Can you write out the records again, starting with the line with "find jet engine" and going on through the end of the records, swapping "bounding boxes" for "box coordinates" and leaving all else unchanged?

┄┄┄┄┄┄┄┄┄┄┄┄┄┄┄┄┄┄┄┄

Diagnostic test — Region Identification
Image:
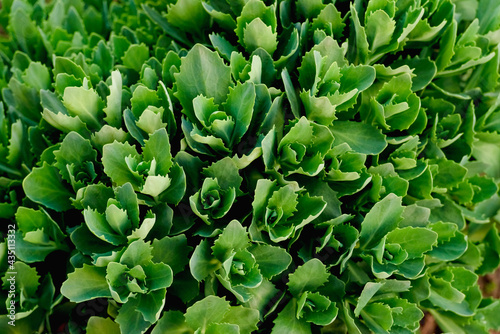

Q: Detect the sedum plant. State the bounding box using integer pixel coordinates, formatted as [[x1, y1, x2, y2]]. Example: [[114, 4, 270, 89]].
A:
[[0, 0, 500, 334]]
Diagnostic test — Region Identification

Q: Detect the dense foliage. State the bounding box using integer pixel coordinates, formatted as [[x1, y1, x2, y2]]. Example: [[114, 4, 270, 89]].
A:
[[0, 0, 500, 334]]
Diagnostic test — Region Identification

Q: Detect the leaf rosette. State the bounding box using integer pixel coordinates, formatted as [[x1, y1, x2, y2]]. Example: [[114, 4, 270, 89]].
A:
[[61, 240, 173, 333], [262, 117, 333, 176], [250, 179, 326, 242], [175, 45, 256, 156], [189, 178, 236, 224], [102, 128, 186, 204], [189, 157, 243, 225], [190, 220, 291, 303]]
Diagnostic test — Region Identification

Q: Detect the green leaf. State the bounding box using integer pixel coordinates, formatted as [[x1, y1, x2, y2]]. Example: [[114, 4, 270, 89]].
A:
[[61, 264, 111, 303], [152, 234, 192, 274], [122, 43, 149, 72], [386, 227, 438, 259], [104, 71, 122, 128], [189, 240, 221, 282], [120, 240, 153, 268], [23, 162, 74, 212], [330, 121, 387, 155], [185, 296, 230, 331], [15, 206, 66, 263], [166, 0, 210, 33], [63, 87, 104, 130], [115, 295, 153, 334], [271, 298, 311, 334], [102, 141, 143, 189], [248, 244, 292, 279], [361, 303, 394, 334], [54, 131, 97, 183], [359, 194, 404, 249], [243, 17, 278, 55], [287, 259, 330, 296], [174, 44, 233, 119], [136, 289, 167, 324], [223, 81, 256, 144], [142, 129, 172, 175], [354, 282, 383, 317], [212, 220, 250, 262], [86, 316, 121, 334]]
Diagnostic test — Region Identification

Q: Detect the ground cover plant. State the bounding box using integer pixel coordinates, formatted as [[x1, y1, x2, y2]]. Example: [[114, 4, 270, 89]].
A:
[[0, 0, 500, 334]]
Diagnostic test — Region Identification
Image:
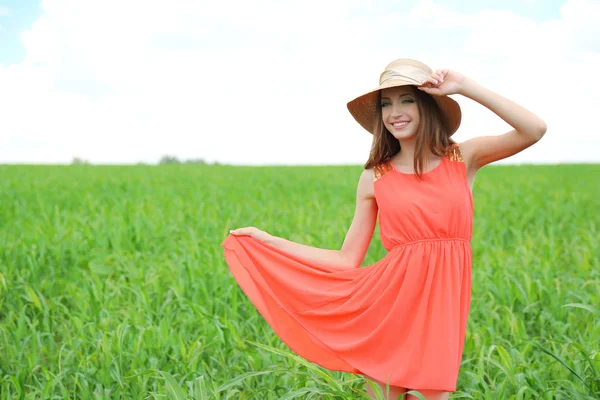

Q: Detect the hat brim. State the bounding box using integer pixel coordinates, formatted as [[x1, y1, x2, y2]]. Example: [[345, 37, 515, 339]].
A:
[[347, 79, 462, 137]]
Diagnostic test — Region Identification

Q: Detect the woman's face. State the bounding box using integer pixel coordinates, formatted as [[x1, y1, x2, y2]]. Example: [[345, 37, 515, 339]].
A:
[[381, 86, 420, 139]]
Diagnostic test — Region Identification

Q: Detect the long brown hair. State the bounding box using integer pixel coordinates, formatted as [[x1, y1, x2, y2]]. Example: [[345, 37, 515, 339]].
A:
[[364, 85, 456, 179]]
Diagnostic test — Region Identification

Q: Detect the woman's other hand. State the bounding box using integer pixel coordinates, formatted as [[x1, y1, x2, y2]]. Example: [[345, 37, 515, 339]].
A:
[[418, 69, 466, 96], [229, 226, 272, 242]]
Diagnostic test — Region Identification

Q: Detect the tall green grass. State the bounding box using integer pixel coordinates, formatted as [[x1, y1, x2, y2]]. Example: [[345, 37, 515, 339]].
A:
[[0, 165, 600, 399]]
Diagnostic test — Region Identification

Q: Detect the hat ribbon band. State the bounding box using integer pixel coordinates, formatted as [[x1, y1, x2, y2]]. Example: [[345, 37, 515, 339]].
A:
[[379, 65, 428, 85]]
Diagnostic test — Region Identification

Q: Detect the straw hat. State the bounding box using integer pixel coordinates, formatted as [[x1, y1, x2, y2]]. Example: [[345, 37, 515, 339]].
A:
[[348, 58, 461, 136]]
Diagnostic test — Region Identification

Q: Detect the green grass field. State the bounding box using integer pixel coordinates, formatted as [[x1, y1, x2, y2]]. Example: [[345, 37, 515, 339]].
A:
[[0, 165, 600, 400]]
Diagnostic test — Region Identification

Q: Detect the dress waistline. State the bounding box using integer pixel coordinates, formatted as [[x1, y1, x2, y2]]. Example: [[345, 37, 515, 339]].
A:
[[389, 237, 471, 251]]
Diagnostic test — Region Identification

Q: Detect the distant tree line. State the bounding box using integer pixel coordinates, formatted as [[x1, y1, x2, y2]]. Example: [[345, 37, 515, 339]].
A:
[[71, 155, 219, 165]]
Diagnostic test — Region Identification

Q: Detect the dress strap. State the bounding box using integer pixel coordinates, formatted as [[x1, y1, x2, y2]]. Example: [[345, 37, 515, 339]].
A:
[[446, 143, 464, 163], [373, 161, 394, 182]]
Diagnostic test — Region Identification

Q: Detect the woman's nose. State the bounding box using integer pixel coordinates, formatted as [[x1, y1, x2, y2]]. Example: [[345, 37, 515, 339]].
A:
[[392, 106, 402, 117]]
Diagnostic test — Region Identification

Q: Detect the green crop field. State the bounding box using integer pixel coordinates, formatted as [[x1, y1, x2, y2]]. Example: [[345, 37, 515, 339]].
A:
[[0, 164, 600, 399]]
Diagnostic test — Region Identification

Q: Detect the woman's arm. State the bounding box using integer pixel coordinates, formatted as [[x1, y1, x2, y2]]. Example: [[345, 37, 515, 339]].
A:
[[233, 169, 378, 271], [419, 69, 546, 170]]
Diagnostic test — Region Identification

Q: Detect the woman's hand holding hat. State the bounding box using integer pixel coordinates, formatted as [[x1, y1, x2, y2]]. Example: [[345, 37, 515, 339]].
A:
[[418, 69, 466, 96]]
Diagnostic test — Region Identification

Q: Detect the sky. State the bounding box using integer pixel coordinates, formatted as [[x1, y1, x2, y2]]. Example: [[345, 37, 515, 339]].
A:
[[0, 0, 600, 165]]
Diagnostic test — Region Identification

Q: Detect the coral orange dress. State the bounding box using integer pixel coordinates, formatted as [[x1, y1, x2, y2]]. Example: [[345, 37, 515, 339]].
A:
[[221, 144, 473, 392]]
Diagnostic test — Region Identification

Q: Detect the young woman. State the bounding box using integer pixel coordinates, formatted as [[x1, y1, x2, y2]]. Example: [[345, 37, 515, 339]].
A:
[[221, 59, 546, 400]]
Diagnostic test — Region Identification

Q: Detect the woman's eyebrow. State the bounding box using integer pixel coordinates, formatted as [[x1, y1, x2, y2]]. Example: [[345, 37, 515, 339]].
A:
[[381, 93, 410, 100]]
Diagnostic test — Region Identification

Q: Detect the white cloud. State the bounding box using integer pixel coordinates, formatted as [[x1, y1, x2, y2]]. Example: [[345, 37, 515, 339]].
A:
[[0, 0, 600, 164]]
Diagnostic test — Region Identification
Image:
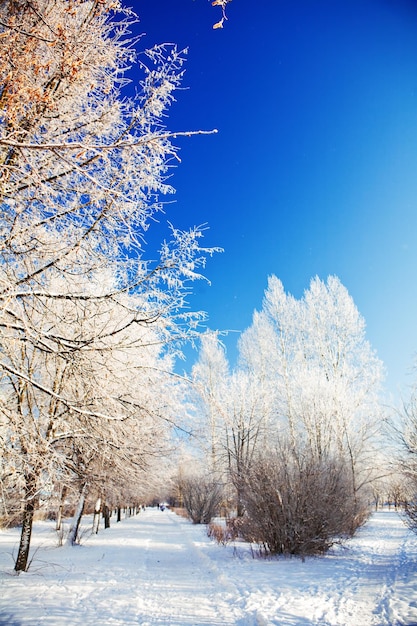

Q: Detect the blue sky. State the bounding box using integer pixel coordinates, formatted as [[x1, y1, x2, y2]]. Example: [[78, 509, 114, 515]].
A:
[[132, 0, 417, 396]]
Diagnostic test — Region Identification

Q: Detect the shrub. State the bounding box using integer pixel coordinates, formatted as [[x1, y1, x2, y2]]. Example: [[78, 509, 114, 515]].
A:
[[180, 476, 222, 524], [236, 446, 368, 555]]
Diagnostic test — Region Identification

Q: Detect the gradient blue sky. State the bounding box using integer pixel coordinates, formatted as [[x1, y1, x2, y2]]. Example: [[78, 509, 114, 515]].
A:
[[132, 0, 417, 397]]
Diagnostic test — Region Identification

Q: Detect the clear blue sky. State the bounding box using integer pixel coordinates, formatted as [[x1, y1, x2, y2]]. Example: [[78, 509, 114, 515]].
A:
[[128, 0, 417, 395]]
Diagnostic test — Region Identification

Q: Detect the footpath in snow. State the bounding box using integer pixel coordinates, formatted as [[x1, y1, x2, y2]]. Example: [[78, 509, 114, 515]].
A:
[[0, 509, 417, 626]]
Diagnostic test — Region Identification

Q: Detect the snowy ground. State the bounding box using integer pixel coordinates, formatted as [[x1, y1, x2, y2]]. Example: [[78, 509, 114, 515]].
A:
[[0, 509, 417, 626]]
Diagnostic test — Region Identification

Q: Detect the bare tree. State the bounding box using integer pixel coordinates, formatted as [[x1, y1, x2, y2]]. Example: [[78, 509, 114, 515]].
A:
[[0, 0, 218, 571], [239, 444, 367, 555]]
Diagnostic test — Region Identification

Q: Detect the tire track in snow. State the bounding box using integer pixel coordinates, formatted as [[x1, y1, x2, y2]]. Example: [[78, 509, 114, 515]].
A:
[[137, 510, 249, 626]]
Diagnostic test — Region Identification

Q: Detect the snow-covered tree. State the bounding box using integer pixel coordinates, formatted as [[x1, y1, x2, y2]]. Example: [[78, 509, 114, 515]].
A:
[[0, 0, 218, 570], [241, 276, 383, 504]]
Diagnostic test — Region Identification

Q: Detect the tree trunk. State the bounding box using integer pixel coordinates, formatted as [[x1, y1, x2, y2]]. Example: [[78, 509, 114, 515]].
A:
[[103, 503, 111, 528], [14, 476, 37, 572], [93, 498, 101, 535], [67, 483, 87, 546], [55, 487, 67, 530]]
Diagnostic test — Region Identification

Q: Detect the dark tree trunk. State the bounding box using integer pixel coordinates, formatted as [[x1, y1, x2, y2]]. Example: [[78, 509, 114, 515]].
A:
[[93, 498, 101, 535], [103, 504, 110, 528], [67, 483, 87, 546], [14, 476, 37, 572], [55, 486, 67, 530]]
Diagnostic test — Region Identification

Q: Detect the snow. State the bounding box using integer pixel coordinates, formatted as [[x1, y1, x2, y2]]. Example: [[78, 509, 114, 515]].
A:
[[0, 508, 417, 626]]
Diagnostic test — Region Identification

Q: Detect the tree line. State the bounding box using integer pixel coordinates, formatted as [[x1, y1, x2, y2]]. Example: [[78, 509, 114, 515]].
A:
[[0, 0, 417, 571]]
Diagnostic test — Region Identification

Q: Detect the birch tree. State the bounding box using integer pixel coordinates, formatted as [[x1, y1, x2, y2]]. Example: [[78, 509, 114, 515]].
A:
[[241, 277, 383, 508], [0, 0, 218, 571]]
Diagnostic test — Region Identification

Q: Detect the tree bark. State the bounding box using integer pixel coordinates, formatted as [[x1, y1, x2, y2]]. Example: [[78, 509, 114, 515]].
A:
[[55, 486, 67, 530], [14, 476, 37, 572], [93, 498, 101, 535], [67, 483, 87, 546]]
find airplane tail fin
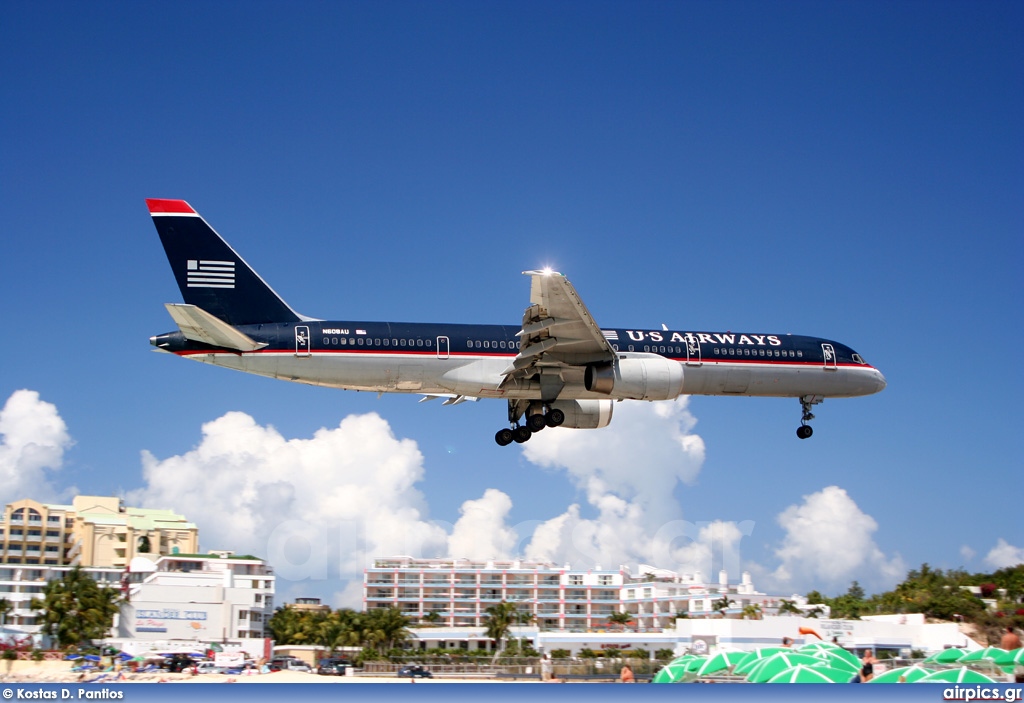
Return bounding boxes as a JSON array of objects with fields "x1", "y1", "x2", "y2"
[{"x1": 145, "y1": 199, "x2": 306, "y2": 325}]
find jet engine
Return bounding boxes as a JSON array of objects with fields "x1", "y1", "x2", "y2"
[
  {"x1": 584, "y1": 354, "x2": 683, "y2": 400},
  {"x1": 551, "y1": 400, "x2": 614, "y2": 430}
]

┄┄┄┄┄┄┄┄┄┄┄┄┄┄┄┄┄┄┄┄

▸ **RESULT OF THIS TASK**:
find jet engine
Return box coordinates as a JSON array of objects with fields "x1", "y1", "x2", "y2"
[
  {"x1": 584, "y1": 354, "x2": 683, "y2": 400},
  {"x1": 551, "y1": 400, "x2": 614, "y2": 430}
]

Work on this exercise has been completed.